• EXTRAIT PRÉSENTÉ:
__________________________________________________

Face à cette crise politique, économique et sociale sans précédent, l'état-major des armées intervient dans la nuit du 11 au 12 septembre 1980. L'armée démet alors de leurs fonctions l'ensemble des responsables gouvernementaux, auquel se substitut une administration dirigée par l'armée jusqu'en 1983. Une nouvelle constitution, visant à palier les dérives libérales de 1961 est alors adoptée par référendum en 1982. L'armée procède de plus à la dissolution de l'ensemble des partis politiques au pouvoir, associations, médias, ainsi qu'à des purges massives dans l'ensemble des corps de la société. Son rôle de garante de l'ordre kémaliste est réaffirmé.

Le règlement de la situation par l'intervention de l'état-major peut toutefois être considéré comme une « victoire à la Pyrrhus ». Lorsque celui-ci autorise la tenue d'élection législative le 6 Novembre 1983, trois partis politiques sont autorisés à se présenter47 :

- Le « Anavatan Partisi » ou « Parti de la mère patrie » (ANAP ou ANAVATAN) qui est l'héritier politique du Parti de la justice, ainsi que du Parti démocrate dissous lors des coups d'État militaires de 1960 et 1971.

__________________________________________________

• SECTION DE DONNÉES:
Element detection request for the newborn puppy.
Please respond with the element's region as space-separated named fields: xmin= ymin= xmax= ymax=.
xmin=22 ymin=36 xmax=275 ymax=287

__________________________________________________

• CONSIGNE:
Recopiez à l'identique, dans l'extrait sur l'intervention de l'armée en 1980, le passage qui s'ouvre sur les mots contenant « Face à cette » et se clôt sur « kémaliste est réaffirmé. ».

• RÉSULTAT ATTENDU:
Face à cette crise politique, économique et sociale sans précédent, l'état-major des armées intervient dans la nuit du 11 au 12 septembre 1980. L'armée démet alors de leurs fonctions l'ensemble des responsables gouvernementaux, auquel se substitut une administration dirigée par l'armée jusqu'en 1983. Une nouvelle constitution, visant à palier les dérives libérales de 1961 est alors adoptée par référendum en 1982. L'armée procède de plus à la dissolution de l'ensemble des partis politiques au pouvoir, associations, médias, ainsi qu'à des purges massives dans l'ensemble des corps de la société. Son rôle de garante de l'ordre kémaliste est réaffirmé.